## INSTRUCTIONS FOR THE TASK
When a line in the listing contains the string "pepper", pick it out and copy it.

## RECORDS FOR THE TASK
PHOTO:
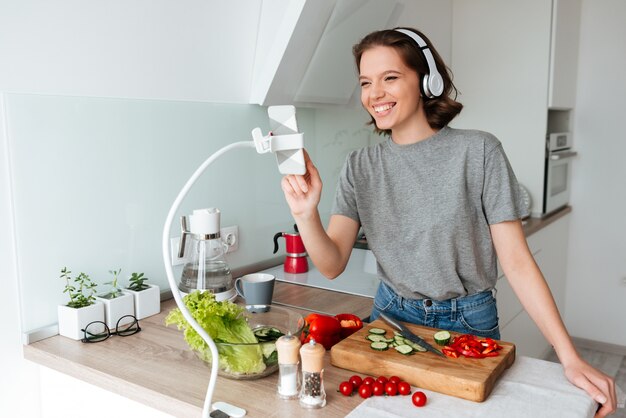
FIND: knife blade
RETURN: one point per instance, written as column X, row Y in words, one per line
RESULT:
column 406, row 333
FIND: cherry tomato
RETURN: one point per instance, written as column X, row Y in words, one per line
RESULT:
column 391, row 389
column 404, row 388
column 382, row 379
column 378, row 389
column 355, row 380
column 419, row 398
column 368, row 380
column 395, row 379
column 346, row 388
column 365, row 391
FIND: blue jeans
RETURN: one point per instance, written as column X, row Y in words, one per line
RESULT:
column 474, row 314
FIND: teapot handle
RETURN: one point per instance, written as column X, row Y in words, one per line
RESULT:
column 278, row 235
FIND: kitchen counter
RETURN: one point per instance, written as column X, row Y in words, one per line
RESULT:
column 156, row 368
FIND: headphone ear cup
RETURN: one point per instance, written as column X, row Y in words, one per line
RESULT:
column 425, row 88
column 435, row 84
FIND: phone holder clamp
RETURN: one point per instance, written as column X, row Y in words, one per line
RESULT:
column 273, row 143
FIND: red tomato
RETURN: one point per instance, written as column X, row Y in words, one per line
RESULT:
column 404, row 388
column 355, row 380
column 378, row 389
column 391, row 388
column 324, row 329
column 395, row 379
column 419, row 398
column 382, row 379
column 365, row 390
column 346, row 388
column 368, row 380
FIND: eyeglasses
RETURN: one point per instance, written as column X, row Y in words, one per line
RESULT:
column 98, row 331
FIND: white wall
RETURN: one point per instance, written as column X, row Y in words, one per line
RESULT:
column 500, row 68
column 19, row 377
column 597, row 253
column 178, row 50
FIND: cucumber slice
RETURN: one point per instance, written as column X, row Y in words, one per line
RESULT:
column 442, row 337
column 375, row 338
column 377, row 331
column 415, row 346
column 404, row 349
column 379, row 346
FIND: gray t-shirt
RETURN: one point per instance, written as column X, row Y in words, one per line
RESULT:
column 426, row 208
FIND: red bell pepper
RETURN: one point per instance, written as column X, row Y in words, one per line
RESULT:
column 324, row 329
column 470, row 346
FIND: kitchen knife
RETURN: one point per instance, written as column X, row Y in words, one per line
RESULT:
column 410, row 336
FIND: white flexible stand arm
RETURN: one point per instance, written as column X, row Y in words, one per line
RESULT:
column 263, row 144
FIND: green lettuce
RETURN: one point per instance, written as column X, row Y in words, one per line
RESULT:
column 225, row 322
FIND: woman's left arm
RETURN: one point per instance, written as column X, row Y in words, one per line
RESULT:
column 533, row 292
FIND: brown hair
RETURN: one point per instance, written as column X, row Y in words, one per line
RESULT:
column 439, row 110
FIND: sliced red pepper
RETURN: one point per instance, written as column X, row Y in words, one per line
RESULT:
column 470, row 346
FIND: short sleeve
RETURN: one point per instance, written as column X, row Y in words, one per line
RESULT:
column 502, row 198
column 345, row 202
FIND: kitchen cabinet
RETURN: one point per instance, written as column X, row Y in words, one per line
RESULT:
column 304, row 52
column 564, row 53
column 549, row 247
column 512, row 61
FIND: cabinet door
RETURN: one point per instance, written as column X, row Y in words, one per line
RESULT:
column 552, row 259
column 564, row 53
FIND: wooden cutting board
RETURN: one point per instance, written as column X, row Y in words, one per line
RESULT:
column 467, row 378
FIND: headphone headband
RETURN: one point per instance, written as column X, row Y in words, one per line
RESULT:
column 432, row 83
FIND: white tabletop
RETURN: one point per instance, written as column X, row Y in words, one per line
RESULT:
column 359, row 278
column 530, row 388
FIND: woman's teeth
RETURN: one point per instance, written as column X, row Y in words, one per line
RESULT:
column 382, row 108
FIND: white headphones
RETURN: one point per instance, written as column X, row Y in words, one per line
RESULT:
column 432, row 83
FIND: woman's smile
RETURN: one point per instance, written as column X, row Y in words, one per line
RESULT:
column 390, row 93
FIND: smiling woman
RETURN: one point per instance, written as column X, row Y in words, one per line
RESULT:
column 437, row 205
column 405, row 62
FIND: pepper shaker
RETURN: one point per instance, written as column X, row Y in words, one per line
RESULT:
column 288, row 347
column 312, row 394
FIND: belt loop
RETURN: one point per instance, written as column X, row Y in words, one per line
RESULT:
column 453, row 308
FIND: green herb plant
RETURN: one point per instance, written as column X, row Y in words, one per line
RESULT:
column 80, row 289
column 115, row 290
column 137, row 282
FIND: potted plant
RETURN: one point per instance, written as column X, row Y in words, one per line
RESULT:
column 147, row 296
column 82, row 309
column 117, row 303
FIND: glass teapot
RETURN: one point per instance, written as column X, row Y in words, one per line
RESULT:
column 206, row 268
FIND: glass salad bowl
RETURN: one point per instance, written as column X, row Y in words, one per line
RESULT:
column 254, row 360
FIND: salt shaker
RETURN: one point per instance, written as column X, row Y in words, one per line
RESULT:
column 312, row 394
column 288, row 347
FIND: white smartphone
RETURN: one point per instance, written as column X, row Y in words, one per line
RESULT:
column 283, row 122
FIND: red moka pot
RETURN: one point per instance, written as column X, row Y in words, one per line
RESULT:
column 296, row 261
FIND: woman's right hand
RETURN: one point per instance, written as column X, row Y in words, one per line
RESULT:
column 303, row 192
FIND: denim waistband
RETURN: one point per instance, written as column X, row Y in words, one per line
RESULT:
column 460, row 303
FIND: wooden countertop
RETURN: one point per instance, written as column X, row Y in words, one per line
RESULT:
column 156, row 367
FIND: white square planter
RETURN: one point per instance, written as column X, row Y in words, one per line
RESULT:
column 72, row 320
column 116, row 308
column 147, row 301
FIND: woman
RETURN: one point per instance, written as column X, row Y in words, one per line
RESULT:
column 436, row 204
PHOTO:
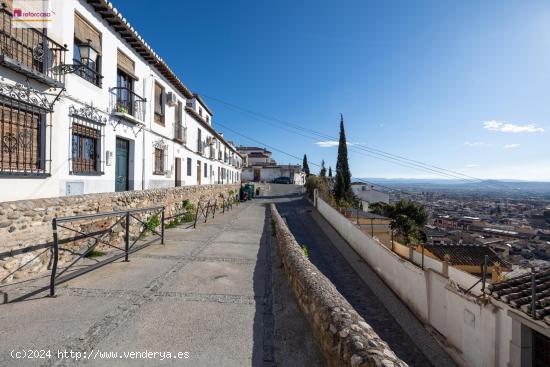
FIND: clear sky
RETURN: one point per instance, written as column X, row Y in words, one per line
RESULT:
column 462, row 85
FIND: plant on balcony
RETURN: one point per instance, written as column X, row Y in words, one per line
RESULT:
column 122, row 109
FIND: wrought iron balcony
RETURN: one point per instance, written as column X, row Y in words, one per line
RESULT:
column 180, row 133
column 127, row 104
column 30, row 52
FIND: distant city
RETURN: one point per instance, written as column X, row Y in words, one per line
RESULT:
column 511, row 217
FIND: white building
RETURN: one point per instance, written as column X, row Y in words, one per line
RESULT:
column 259, row 166
column 87, row 106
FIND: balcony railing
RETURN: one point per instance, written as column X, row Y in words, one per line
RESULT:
column 30, row 52
column 126, row 103
column 180, row 133
column 86, row 72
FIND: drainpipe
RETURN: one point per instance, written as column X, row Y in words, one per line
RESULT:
column 149, row 99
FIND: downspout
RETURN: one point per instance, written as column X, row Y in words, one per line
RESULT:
column 144, row 130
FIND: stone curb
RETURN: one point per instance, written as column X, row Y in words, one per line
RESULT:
column 345, row 338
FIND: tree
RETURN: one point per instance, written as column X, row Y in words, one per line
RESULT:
column 342, row 187
column 305, row 165
column 409, row 218
column 323, row 172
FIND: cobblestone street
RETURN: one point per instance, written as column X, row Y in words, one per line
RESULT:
column 372, row 299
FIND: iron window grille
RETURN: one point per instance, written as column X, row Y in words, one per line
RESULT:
column 159, row 104
column 85, row 149
column 159, row 162
column 87, row 133
column 23, row 131
column 160, row 157
column 23, row 139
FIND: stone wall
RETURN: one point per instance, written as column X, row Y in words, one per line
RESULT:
column 29, row 222
column 344, row 336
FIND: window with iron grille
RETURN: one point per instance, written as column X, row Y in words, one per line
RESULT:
column 159, row 162
column 86, row 152
column 189, row 166
column 22, row 140
column 159, row 104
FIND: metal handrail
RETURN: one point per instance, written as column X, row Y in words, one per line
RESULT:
column 123, row 217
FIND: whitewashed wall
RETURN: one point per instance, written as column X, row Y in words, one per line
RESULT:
column 480, row 332
column 79, row 92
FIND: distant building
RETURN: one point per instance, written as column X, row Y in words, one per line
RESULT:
column 260, row 167
column 466, row 257
column 369, row 195
column 530, row 344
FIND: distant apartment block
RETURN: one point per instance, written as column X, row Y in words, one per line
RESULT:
column 259, row 166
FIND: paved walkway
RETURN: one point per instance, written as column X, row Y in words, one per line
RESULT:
column 362, row 287
column 207, row 292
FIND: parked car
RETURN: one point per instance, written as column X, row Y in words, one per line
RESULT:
column 285, row 180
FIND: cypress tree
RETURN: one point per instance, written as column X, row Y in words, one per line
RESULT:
column 342, row 187
column 305, row 166
column 323, row 172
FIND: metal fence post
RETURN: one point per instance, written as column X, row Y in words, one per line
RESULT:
column 127, row 236
column 197, row 214
column 422, row 256
column 55, row 257
column 162, row 227
column 484, row 275
column 533, row 293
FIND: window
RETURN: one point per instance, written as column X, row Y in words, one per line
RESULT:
column 85, row 149
column 159, row 162
column 125, row 87
column 199, row 141
column 22, row 140
column 159, row 104
column 86, row 34
column 189, row 167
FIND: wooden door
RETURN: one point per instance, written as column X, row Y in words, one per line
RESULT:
column 121, row 164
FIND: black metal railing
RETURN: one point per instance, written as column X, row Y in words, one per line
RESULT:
column 124, row 100
column 30, row 51
column 92, row 230
column 86, row 72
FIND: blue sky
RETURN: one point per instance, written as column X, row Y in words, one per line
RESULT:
column 462, row 85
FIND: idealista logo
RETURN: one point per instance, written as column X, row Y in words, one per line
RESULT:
column 31, row 14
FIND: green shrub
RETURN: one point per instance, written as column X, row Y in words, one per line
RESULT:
column 305, row 250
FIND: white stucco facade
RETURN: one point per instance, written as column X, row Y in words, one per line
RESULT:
column 186, row 160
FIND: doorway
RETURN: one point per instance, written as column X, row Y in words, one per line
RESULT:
column 121, row 164
column 198, row 172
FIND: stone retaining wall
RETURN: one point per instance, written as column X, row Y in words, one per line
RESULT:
column 344, row 336
column 29, row 222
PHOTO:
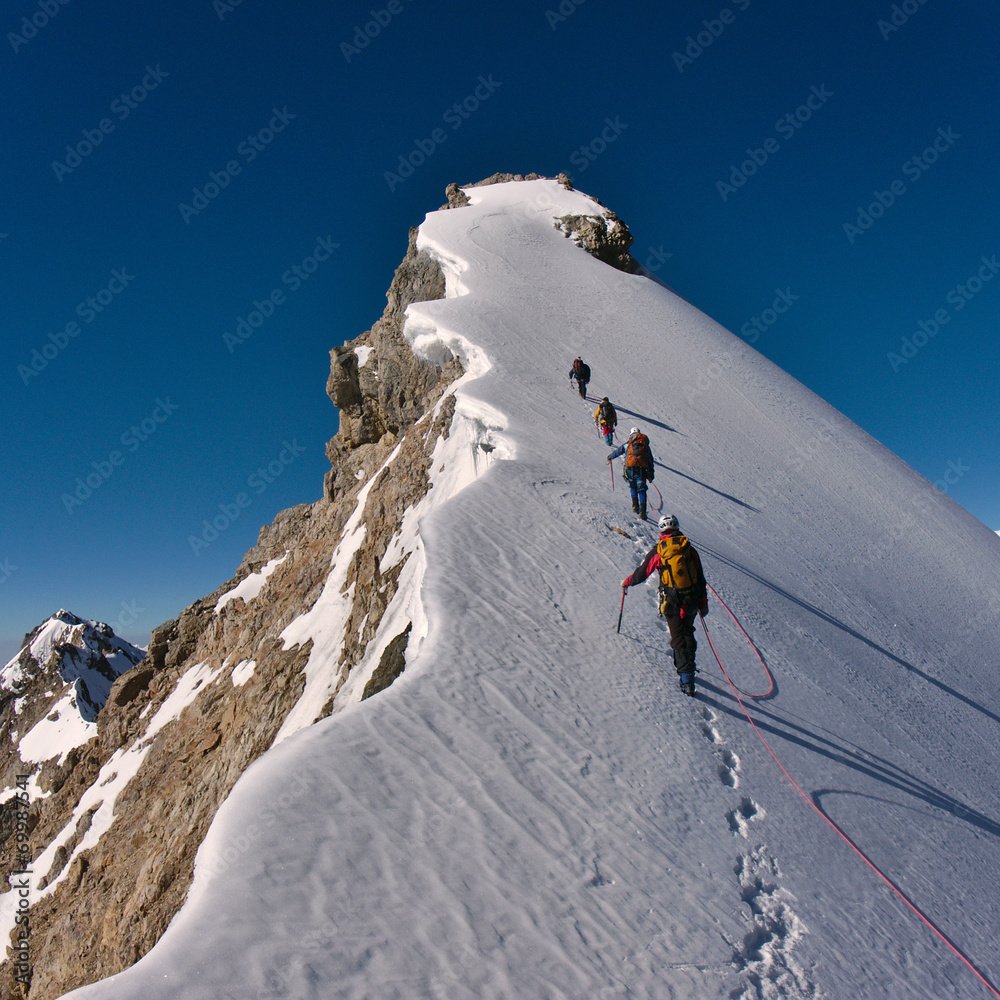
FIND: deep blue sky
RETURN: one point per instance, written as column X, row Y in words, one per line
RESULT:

## WRITTEN ANSWER
FIND: red bell pepper
FIND: sliced red pepper
FIND: pepper shaker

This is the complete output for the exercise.